◆ **Objetivo**: Você pode reproduzir na íntegra, sem alterar nada, o trecho abaixo sobre o dolo eventual no caso da Boate Kiss?

◆ **Trecho do texto**:
——

Logo, a questão de aferição da modalidade do crime (se dolo ou culposo) esteve e está consubstanciada em circunstâncias fáticas objetivas, à revelia de aspectos subjetivos da conduta dos agentes, conforme lançou mão o Ministério Público, à linha de argumentação, ao oferecer a denúncia, assentando que:

Segundo o Supremo Tribunal Federal, ‘faz-se imprescindível que o dolo eventual se extraia das circunstâncias do evento, e não da mente do autor, eis que não se exige uma declaração expressa do agente’ (HC 97.252). Merecem destaque, em relação às circunstâncias do caso concreto, as condições extremas de insegurança da Boate Kiss, associadas ao emprego de fogo de artifício destinado a uso externo, o que torna o risco de uma tragédia algo mais do que previsível. Assim, a acusação por homicídios dolosos, consumados e tentados, centra-se num dos elementos estruturais do dolo, qual seja, a previsão do resultado. Ante as condições da boate e o uso de fogos de artifício, os denunciados tinham conhecimento da possibilidade de matar pessoas. Assim, fica afastada, de plano, a figura da culpa comum, que pressupõe a ausência de previsão do que é previsível. Com efeito, a culpa comum fundamenta-se na previsibilidade. Havendo previsão efetiva, adentra-se no terreno da culpa consciente e do dolo eventual. Uma vez que houve previsão das mortes, cumpre também afastar a hipótese de culpa consciente, porque esta pressupõe a adoção de cautelas que permitam confiar, ainda que levianamente, no controle do risco criado […]. (grifo nosso)

——

Itens de uma fonte de dados
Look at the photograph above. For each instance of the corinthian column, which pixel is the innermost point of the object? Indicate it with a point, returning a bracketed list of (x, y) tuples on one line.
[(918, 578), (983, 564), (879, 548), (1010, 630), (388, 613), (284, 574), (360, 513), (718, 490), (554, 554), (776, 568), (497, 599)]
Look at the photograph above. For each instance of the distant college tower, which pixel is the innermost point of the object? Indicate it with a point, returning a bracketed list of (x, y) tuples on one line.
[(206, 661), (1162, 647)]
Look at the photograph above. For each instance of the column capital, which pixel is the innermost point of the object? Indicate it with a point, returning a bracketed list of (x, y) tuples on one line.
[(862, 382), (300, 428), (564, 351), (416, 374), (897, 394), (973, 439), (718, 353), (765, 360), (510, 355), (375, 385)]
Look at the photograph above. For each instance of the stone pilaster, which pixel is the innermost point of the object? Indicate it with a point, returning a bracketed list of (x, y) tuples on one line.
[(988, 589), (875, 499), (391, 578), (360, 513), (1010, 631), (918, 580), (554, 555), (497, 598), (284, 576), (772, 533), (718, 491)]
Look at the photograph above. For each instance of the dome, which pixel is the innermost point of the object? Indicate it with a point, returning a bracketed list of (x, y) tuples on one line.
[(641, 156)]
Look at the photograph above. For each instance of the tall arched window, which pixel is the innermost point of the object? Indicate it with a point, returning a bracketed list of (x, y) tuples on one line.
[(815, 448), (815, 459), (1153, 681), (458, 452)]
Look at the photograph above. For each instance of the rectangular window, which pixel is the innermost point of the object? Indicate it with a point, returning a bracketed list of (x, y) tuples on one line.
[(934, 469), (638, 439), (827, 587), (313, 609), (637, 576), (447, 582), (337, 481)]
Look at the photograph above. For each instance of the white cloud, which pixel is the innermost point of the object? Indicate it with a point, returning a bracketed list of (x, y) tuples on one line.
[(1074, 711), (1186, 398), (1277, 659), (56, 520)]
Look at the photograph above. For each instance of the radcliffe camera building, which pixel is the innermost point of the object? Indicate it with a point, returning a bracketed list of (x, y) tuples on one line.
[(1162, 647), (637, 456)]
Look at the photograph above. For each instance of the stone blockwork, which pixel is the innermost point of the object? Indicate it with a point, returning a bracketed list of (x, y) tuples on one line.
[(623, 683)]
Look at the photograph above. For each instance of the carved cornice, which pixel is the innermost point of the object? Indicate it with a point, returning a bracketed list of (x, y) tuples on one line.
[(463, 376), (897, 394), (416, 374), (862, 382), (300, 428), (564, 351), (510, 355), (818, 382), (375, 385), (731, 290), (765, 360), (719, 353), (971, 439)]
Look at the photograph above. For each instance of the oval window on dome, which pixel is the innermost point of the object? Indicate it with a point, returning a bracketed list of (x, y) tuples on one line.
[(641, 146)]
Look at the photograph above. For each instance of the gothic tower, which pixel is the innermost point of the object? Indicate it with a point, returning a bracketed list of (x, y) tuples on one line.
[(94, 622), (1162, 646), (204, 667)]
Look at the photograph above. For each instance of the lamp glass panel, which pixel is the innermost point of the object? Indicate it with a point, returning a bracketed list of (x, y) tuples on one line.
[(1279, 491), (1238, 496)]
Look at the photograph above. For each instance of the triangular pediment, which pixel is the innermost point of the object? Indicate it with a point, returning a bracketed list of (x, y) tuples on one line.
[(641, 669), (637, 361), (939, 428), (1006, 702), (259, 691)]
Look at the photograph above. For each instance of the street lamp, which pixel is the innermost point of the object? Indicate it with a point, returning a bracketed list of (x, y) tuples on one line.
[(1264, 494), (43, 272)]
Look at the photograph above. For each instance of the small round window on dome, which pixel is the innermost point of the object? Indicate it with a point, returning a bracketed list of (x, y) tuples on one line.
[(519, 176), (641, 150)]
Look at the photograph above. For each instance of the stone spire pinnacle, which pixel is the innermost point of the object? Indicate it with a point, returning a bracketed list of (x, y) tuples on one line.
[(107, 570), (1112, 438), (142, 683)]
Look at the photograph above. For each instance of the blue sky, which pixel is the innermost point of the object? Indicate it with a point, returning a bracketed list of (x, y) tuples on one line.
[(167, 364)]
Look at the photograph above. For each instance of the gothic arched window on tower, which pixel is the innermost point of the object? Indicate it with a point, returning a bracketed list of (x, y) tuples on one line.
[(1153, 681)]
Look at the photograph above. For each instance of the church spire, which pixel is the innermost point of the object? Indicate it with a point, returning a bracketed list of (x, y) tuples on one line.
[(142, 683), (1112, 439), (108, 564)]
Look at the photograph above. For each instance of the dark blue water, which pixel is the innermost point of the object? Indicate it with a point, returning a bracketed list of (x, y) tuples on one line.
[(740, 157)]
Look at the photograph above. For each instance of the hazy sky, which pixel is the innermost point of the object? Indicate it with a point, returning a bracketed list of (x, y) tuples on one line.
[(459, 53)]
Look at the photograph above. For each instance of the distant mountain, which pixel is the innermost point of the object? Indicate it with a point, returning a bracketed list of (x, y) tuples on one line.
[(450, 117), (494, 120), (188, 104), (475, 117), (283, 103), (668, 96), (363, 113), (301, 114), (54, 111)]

——

◆ **Resultado da tarefa**:
Logo, a questão de aferição da modalidade do crime (se dolo ou culposo) esteve e está consubstanciada em circunstâncias fáticas objetivas, à revelia de aspectos subjetivos da conduta dos agentes, conforme lançou mão o Ministério Público, à linha de argumentação, ao oferecer a denúncia, assentando que:

Segundo o Supremo Tribunal Federal, ‘faz-se imprescindível que o dolo eventual se extraia das circunstâncias do evento, e não da mente do autor, eis que não se exige uma declaração expressa do agente’ (HC 97.252). Merecem destaque, em relação às circunstâncias do caso concreto, as condições extremas de insegurança da Boate Kiss, associadas ao emprego de fogo de artifício destinado a uso externo, o que torna o risco de uma tragédia algo mais do que previsível. Assim, a acusação por homicídios dolosos, consumados e tentados, centra-se num dos elementos estruturais do dolo, qual seja, a previsão do resultado. Ante as condições da boate e o uso de fogos de artifício, os denunciados tinham conhecimento da possibilidade de matar pessoas. Assim, fica afastada, de plano, a figura da culpa comum, que pressupõe a ausência de previsão do que é previsível. Com efeito, a culpa comum fundamenta-se na previsibilidade. Havendo previsão efetiva, adentra-se no terreno da culpa consciente e do dolo eventual. Uma vez que houve previsão das mortes, cumpre também afastar a hipótese de culpa consciente, porque esta pressupõe a adoção de cautelas que permitam confiar, ainda que levianamente, no controle do risco criado […]. (grifo nosso)